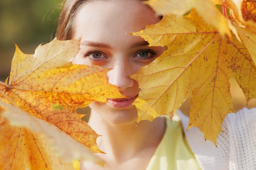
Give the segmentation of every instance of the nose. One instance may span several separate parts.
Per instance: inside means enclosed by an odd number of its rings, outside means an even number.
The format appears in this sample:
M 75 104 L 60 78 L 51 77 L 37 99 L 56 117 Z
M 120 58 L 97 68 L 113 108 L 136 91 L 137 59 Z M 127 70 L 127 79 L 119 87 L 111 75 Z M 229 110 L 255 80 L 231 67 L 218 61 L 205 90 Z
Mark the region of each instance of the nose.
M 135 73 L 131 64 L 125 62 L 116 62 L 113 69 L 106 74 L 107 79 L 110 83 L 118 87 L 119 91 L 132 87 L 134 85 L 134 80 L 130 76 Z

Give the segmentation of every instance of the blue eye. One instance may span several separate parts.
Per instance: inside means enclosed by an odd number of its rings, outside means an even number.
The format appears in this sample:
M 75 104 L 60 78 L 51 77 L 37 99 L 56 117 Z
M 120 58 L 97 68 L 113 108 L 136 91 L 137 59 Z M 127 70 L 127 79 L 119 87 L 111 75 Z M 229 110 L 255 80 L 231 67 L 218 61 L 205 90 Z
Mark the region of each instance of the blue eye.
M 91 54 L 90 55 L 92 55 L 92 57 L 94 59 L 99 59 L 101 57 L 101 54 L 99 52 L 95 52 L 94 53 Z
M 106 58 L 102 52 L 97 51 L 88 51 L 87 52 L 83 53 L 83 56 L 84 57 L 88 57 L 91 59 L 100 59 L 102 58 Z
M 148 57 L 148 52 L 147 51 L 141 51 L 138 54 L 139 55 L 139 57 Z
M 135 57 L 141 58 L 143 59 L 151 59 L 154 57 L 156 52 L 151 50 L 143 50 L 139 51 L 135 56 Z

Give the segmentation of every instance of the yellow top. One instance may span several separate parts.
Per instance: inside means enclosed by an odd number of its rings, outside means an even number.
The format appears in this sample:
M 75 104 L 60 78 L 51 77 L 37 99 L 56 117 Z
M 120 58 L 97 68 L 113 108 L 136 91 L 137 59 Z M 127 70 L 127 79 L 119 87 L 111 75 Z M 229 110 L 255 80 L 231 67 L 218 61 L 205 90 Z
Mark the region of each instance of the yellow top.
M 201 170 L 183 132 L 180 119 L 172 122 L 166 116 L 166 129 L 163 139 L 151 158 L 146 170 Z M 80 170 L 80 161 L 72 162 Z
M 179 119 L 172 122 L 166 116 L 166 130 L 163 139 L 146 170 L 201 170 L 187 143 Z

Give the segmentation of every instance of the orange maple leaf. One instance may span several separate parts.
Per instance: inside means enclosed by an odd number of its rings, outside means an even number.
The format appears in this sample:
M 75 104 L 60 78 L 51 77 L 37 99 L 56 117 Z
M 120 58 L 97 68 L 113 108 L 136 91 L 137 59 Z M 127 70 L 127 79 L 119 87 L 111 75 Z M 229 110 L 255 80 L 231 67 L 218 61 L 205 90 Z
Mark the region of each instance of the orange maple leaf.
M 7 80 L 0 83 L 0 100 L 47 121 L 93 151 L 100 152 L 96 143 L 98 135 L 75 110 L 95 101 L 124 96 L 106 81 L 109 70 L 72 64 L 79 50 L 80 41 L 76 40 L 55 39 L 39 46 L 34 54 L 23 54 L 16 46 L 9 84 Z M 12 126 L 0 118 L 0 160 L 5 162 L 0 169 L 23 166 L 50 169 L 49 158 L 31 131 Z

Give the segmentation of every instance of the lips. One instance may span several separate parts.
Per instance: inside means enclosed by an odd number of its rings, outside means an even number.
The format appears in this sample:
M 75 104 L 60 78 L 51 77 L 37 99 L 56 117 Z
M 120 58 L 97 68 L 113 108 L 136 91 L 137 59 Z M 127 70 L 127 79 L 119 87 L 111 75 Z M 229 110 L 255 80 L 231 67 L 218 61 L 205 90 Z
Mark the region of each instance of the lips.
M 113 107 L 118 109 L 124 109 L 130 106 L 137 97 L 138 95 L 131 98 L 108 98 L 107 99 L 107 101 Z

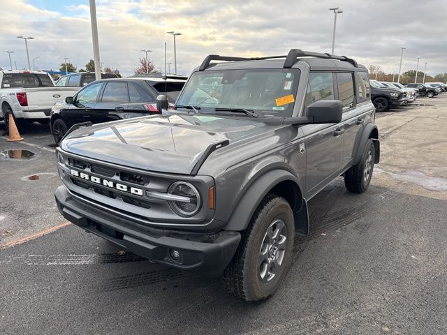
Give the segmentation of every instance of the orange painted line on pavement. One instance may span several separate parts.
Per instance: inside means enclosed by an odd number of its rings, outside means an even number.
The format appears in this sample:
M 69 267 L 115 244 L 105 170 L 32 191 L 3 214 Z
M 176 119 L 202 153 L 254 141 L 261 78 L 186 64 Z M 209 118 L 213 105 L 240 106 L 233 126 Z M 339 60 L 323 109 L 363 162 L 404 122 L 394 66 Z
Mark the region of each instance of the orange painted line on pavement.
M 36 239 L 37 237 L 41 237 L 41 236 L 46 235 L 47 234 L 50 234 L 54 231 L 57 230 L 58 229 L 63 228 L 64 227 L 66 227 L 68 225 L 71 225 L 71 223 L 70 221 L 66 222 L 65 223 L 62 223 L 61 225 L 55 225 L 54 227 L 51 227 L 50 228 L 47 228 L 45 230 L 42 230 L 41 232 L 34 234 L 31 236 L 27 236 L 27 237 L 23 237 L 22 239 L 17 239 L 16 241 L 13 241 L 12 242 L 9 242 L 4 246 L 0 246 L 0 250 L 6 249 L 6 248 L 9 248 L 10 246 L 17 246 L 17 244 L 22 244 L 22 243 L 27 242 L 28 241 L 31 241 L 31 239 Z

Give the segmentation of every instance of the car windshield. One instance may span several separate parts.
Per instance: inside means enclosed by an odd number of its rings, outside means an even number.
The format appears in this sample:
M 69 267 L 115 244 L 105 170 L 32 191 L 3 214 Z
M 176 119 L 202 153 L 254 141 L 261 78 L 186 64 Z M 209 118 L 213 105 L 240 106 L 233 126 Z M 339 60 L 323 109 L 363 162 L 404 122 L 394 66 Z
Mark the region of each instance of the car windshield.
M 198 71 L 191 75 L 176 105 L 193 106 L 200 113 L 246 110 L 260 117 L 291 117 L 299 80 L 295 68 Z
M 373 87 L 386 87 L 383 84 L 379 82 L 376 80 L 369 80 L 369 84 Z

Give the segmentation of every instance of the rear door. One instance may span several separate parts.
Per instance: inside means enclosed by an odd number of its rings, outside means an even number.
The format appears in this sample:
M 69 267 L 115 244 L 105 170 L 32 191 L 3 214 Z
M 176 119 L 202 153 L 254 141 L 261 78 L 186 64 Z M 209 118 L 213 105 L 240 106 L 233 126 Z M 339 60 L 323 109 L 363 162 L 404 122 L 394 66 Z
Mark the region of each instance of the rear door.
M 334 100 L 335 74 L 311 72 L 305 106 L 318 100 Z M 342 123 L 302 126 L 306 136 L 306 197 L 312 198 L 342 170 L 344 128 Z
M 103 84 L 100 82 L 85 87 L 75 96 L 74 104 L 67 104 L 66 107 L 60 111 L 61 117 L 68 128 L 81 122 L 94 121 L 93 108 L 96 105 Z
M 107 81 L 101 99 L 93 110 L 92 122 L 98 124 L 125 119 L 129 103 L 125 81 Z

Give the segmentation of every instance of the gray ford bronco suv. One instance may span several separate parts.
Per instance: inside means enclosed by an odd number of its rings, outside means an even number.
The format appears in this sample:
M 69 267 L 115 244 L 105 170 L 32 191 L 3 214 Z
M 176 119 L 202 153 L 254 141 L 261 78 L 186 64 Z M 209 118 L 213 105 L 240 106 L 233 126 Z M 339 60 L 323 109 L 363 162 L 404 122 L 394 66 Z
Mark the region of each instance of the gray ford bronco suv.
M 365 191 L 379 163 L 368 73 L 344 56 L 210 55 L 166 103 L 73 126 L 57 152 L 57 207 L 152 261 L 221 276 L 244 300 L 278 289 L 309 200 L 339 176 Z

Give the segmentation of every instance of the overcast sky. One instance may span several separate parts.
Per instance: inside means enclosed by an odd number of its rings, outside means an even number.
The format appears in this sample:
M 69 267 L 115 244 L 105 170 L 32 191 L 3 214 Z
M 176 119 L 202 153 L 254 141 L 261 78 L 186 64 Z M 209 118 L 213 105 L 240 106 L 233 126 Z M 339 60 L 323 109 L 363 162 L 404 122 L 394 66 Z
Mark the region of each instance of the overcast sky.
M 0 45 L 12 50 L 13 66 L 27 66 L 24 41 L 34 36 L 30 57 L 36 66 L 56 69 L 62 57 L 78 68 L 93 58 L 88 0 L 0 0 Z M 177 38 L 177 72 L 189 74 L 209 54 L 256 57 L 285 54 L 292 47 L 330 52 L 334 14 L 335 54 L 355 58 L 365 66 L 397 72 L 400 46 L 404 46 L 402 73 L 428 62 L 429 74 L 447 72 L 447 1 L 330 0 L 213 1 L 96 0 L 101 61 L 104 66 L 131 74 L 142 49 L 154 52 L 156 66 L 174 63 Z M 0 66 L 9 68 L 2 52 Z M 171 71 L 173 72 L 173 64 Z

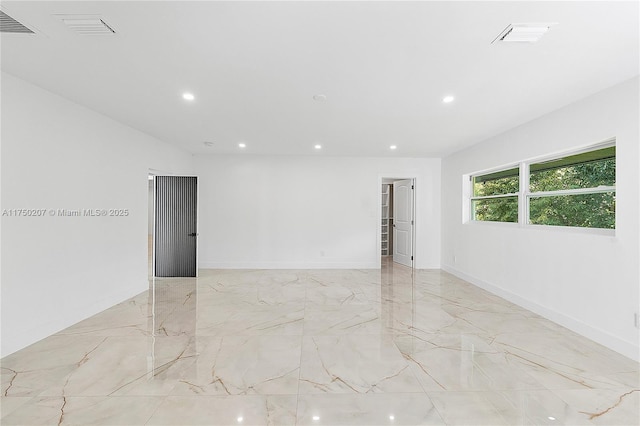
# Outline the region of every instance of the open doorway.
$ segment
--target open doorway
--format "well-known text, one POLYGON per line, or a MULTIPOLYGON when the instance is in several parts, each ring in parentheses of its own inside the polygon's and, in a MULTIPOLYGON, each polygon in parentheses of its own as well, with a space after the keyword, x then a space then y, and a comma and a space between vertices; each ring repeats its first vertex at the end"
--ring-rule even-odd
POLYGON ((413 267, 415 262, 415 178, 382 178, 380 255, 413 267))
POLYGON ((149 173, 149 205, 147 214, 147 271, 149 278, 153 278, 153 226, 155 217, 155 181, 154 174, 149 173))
== == ==
* **Work to be completed**
Reproduce every line from the start of the rows through the line containing "M 135 73 L 131", requests included, shifting the polygon coordinates in the answers by adding 147 to each number. Omit the pictures.

* **Full response**
Give the segmentation of every instance of the nose. One instance may span several separate parts.
Per instance: inside means enclosed by an odd number of its rings, outside means an even number.
The format appears in this sample:
M 75 104 L 60 78 L 51 77 L 37 99 L 56 117 Z
M 120 58 L 97 68 L 113 108 L 136 91 L 137 59 Z M 127 70 L 127 79 L 119 87 L 111 75 Z M 229 110 L 255 80 L 231 67 L 218 61 L 205 90 Z
Mark the region of each instance of the nose.
M 282 220 L 278 211 L 272 209 L 263 209 L 260 216 L 253 221 L 254 226 L 257 230 L 265 234 L 266 238 L 279 234 L 281 232 L 281 227 L 277 223 Z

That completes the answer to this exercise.